------ PASSAGE GIVEN

The proof can be found in Appendix B. Theorem 4 makes an initial assumption that the tail indexes of \(\textbf{X}, \textbf{Y},\) and \(\textbf{Z}\) are equal. However, it can be easily extended to the case when \(\textbf{Z}\) has lighter tails (see discussion in Section 4.5). In practical scenarios, complete observation of all pertinent data is often unattainable. Nevertheless, Theorem 4 remains valid even when we do not observe the common cause. However, the common cause still needs to fulfill the condition that noise is regularly varying with not heavier tails than those of \(\textbf{X}\) and \(\textbf{Y}\). We can not check this assumption in practice.

Example 3

Let \((\textbf{X}, \, \textbf{Y}, \, \textbf{Z})^\top\) follow the three-dimensional \(\textrm{VAR}(1)\) model, specified by

$$\begin{aligned} Z_t&=0.5Z_{t-1}+\varepsilon _t^Z,\\ X_t&=0.5X_{t-1}+0.5Z_{t-1} + \varepsilon _t^X,\\ Y_t&=0.5Y_{t-1}+0.5Z_{t-1} +0.5X_{t-1} + \varepsilon _t^Y, \end{aligned}$$

where \(\varepsilon _t^X, \varepsilon _t^Y\overset{\text {iid}}{\sim }\textrm{Pareto}(2,2)\) and \(\varepsilon _t^Z \overset{\text {iid}}{\sim }\textrm{Pareto}(1,1)\) (i.e., \(\varepsilon _t^Z\) has a heavier tail than \(\varepsilon _t^X, \varepsilon _t^Y\)). Then \(\Gamma ^{time}_{\textbf{X}\rightarrow \textbf{Y}}(1)=\Gamma ^{time}_{\textbf{Y}\rightarrow \textbf{X}}(1)=1\),Footnote 4 even though \(\textbf{Y}\) does not cause \(\textbf{X}\).

------------

TASK LIST —
A – According to the passage on Theorem 4, where is the proof found?
B – Set down the stretch of the passage on Theorem 4 from "The proof can" through "assumption in practice.".
C – Name every series given its own equation in the VAR(1) model in the passage on Theorem 4.
The records are separate material and have no connection to the passage on Theorem 4.

------ DATA RECORDS

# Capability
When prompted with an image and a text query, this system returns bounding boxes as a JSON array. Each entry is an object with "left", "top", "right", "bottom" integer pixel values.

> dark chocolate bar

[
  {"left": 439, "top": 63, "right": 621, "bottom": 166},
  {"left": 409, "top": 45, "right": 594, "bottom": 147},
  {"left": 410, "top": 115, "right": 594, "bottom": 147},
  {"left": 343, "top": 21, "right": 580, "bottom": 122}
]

------------

RESULTS IN ORDER —
A – Appendix B

B –
The proof can be found in Appendix B. Theorem 4 makes an initial assumption that the tail indexes of \(\textbf{X}, \textbf{Y},\) and \(\textbf{Z}\) are equal. However, it can be easily extended to the case when \(\textbf{Z}\) has lighter tails (see discussion in Section 4.5). In practical scenarios, complete observation of all pertinent data is often unattainable. Nevertheless, Theorem 4 remains valid even when we do not observe the common cause. However, the common cause still needs to fulfill the condition that noise is regularly varying with not heavier tails than those of \(\textbf{X}\) and \(\textbf{Y}\). We can not check this assumption in practice.

C – Z, X, Y